• Written instruction: Reproduce the rows verbatim, from the line with "of the radio" up to and including the line with "129), (15, 156)]", and leave the pictures out of your answer.

------------------------------------------------

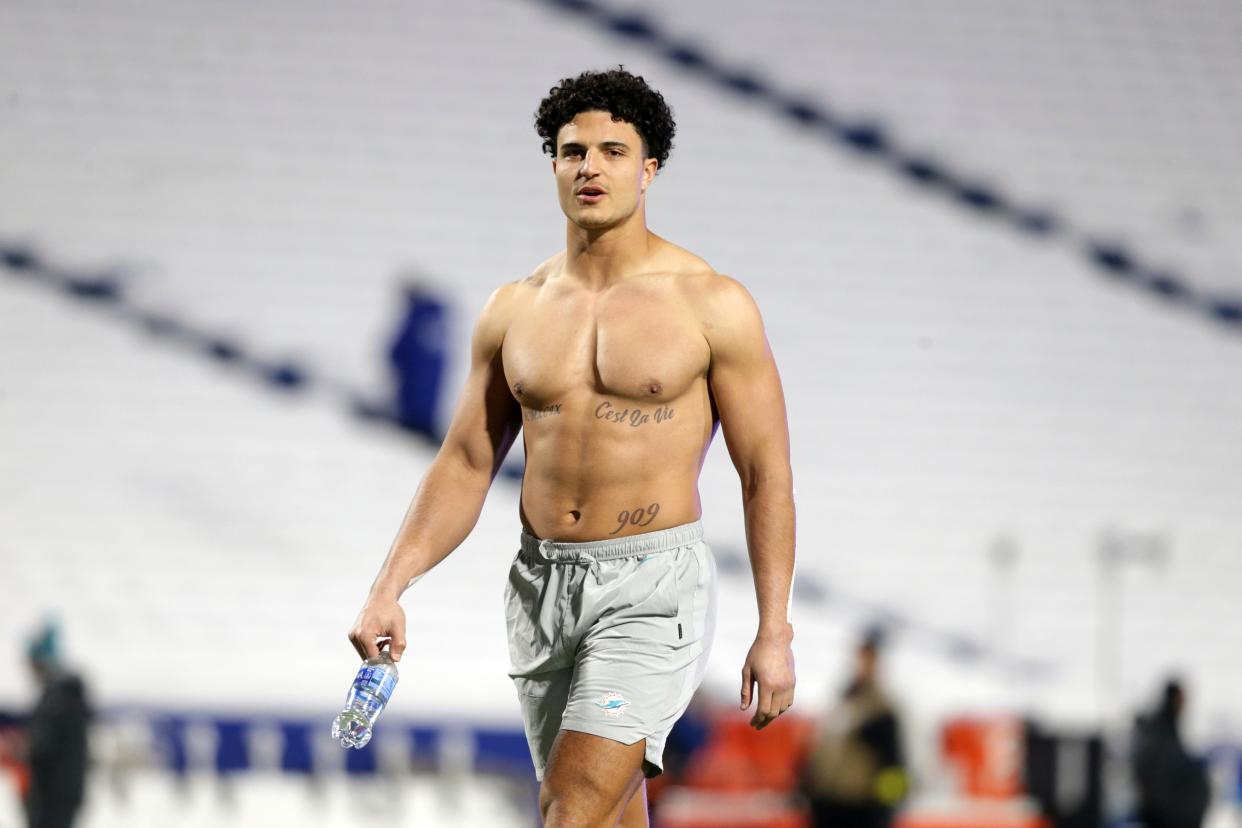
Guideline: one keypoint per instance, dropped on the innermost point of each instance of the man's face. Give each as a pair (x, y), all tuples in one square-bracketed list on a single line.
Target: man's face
[(600, 169)]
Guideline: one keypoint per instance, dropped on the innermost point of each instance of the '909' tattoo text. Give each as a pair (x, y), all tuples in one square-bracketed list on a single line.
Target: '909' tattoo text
[(640, 517)]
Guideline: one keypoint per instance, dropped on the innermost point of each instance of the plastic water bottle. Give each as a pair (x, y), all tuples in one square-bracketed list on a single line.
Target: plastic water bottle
[(371, 689)]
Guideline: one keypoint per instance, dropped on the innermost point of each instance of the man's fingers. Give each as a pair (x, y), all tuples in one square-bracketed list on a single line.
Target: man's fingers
[(364, 642), (764, 709)]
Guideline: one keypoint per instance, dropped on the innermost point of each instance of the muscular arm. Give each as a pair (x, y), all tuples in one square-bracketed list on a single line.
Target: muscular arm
[(752, 407), (447, 503)]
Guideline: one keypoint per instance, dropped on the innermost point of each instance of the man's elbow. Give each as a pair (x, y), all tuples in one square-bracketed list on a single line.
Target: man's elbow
[(773, 479)]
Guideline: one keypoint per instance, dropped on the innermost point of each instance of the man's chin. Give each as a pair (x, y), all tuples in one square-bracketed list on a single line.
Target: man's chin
[(594, 221)]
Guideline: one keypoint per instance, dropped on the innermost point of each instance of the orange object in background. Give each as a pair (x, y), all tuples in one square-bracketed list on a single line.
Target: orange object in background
[(738, 757), (13, 747), (973, 819), (691, 808), (988, 754)]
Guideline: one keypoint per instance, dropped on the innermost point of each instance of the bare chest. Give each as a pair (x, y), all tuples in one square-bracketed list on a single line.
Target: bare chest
[(634, 344)]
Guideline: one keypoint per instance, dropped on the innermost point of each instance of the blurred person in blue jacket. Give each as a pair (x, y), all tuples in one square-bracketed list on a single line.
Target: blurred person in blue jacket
[(1173, 785), (417, 359), (56, 735), (856, 775)]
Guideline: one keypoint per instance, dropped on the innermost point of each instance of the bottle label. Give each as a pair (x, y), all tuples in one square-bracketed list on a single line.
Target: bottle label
[(375, 680)]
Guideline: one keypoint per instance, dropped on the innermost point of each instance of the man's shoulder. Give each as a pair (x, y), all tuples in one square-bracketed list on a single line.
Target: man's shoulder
[(511, 294)]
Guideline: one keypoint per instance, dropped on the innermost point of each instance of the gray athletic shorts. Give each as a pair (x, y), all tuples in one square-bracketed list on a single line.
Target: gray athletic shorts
[(610, 637)]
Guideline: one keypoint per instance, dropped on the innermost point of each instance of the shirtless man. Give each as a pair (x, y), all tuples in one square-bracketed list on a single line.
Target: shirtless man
[(617, 356)]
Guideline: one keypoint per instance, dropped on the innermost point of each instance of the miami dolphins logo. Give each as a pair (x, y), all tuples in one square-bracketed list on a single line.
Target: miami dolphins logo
[(612, 704)]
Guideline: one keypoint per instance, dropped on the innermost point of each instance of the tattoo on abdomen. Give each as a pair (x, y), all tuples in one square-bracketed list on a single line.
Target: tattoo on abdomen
[(539, 414), (640, 517), (632, 417)]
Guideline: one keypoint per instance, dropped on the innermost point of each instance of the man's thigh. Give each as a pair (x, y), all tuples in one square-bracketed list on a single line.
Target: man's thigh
[(590, 780)]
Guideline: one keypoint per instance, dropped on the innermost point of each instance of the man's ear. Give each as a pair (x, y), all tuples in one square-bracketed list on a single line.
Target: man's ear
[(650, 166)]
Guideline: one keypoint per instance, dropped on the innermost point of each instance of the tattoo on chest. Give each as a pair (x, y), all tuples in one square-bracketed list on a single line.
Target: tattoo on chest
[(632, 416), (639, 517), (539, 414)]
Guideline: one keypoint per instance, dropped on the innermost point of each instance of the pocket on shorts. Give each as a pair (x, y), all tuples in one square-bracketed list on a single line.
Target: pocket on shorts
[(528, 643)]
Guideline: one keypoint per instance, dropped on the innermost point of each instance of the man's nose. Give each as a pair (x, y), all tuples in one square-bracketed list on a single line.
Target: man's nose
[(590, 164)]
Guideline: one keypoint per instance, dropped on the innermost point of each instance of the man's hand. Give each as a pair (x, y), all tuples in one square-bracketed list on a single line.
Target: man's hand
[(770, 664), (380, 621)]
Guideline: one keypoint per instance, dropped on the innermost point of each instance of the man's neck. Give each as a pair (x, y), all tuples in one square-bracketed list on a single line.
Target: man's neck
[(600, 258)]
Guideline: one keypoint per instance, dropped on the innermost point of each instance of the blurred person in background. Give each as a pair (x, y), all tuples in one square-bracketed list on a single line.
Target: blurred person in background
[(1173, 786), (56, 736), (855, 775), (617, 359), (417, 358)]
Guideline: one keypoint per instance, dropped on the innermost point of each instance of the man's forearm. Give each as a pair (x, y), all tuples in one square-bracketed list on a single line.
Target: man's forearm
[(442, 513), (769, 513)]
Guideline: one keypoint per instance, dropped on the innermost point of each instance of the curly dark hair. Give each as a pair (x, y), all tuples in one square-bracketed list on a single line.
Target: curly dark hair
[(625, 96)]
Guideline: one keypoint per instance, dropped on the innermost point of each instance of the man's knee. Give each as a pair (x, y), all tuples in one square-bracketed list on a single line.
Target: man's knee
[(574, 802), (589, 781)]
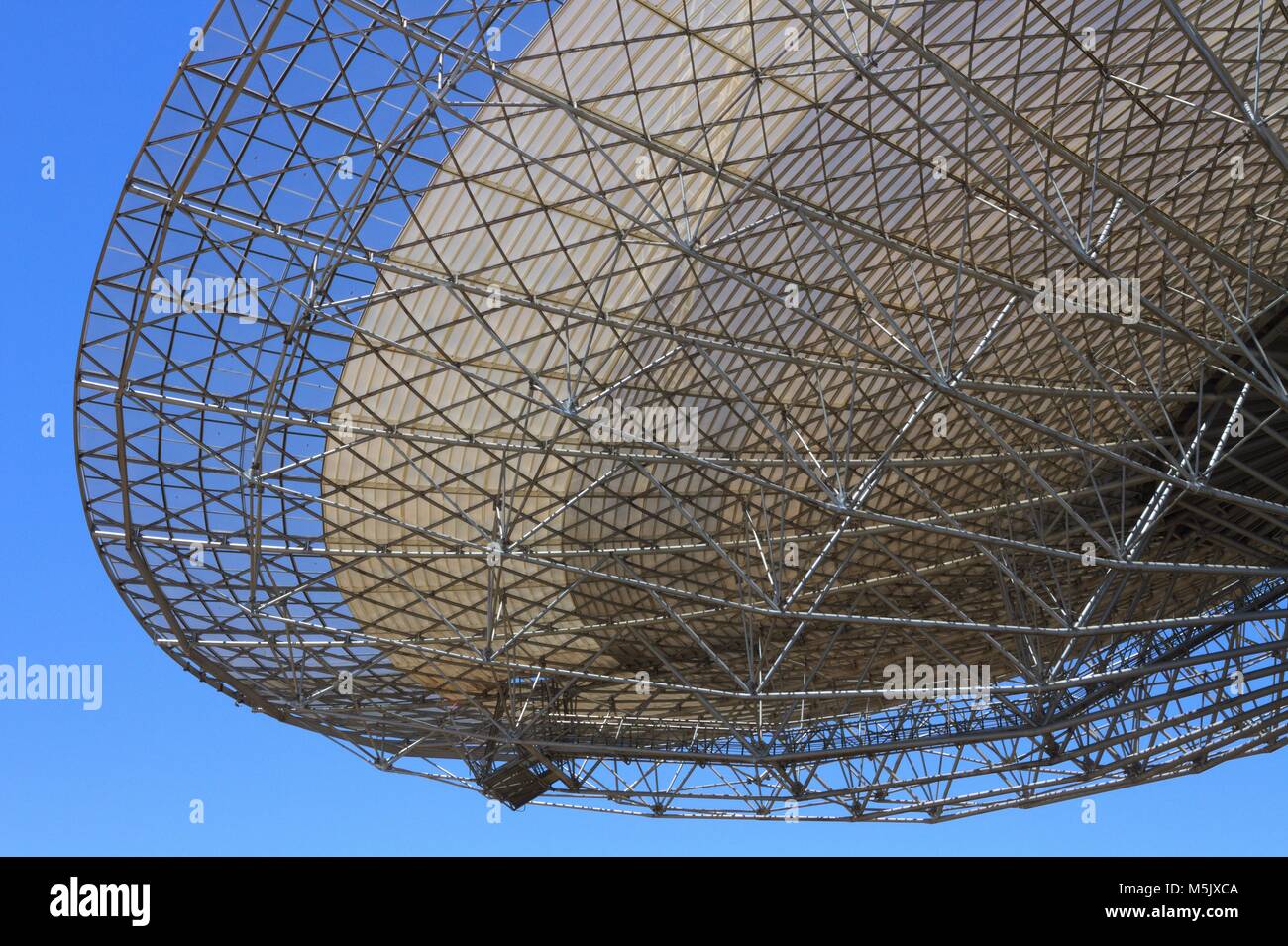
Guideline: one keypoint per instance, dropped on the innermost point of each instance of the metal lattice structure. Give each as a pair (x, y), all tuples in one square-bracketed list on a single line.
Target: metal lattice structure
[(381, 266)]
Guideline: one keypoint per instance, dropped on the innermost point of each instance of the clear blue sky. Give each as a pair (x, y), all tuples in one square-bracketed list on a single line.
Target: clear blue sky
[(82, 80)]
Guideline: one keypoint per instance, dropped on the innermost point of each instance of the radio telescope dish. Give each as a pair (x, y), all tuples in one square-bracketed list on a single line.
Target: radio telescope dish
[(747, 409)]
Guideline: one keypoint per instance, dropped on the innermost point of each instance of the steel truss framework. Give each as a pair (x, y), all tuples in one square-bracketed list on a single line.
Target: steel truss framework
[(375, 503)]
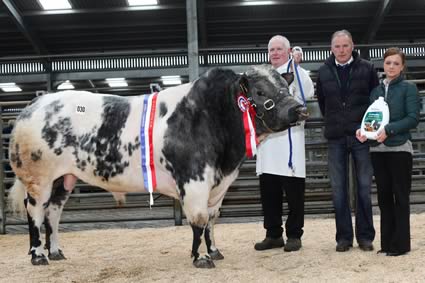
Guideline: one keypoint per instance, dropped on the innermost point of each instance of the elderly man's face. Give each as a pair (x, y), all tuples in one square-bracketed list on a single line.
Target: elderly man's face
[(278, 53), (342, 47)]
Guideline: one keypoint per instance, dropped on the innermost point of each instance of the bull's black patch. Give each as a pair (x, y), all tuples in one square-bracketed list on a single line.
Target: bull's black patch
[(31, 200), (59, 194), (36, 155), (62, 129), (162, 109), (109, 159), (205, 129), (15, 156)]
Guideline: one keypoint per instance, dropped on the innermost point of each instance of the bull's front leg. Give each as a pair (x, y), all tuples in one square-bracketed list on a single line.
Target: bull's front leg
[(199, 261), (212, 250)]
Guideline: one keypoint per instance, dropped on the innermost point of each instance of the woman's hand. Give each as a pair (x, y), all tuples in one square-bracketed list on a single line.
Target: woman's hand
[(360, 137), (382, 136)]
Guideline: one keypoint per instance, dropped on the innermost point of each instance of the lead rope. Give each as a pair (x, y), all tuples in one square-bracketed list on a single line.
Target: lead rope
[(295, 68)]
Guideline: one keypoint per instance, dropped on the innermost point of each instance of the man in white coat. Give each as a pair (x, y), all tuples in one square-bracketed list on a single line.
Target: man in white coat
[(281, 159)]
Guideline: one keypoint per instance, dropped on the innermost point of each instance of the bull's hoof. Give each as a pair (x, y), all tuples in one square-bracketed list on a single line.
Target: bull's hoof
[(203, 262), (57, 255), (39, 260), (216, 255)]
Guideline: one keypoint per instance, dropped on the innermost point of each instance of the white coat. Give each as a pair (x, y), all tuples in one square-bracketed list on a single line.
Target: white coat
[(273, 153)]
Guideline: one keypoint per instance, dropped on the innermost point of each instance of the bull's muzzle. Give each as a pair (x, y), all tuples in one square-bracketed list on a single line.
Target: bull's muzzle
[(297, 114)]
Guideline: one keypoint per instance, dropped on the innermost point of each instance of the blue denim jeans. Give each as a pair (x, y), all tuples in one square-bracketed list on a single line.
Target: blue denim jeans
[(338, 158)]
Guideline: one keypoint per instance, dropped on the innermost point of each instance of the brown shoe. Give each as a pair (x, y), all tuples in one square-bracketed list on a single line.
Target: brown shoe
[(292, 245), (269, 243), (343, 246)]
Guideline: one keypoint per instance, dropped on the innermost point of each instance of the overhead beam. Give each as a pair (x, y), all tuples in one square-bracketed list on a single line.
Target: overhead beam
[(18, 19), (383, 9), (102, 10)]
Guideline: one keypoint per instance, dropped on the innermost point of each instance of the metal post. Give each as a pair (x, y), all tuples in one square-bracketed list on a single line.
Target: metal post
[(178, 214), (2, 190), (193, 58), (192, 39)]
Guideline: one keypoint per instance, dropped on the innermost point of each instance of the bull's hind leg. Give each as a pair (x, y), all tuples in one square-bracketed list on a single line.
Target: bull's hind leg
[(35, 206), (195, 205), (62, 188)]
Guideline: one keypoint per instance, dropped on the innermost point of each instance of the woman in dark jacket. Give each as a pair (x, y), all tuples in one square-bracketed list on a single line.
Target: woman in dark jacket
[(392, 154)]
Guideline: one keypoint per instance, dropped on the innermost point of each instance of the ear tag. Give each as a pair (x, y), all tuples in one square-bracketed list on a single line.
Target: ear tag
[(80, 109)]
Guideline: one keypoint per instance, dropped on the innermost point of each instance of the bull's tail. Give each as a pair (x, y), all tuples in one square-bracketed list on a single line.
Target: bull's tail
[(16, 199)]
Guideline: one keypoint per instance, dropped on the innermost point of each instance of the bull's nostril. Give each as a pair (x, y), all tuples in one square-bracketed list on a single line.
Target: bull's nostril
[(302, 111)]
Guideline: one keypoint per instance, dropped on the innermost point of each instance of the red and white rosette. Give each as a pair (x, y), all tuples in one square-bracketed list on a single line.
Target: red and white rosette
[(248, 114)]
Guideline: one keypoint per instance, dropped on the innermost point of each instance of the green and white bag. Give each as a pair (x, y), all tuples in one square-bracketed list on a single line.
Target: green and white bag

------------------------------------------------

• Response to this exercise:
Guideline: one keypoint per instance, dropped on the innermost point of each instance of the radio telescope dish. Give each as a pair (x, y), all tuples in one square-bracketed list on a single line.
Target: radio telescope dish
[(747, 409)]
Guideline: one keypoint per instance, dropped on the innermost point of each instance of the steel truss framework. Give each as a pair (x, y), all tuples in one square-bracketed list on a single line.
Target: steel truss framework
[(375, 503)]
Guideline: one keypoint per instance, dropped on the innermost point of each instance of the elderly man's face. Give each as a pair (x, y), all tuples in one square-bracketed list on a single line.
Target: elderly man's face
[(278, 53), (342, 47)]
Guideline: one keypoint per instance, dropped on the innermost point of each instance of the bull's black patch. Give each as a pair (x, y), all tuples in one square-bracketed list on a single line.
Target: bull's black patch
[(31, 200), (59, 194), (36, 155), (62, 129), (162, 109), (109, 159), (205, 129), (15, 156)]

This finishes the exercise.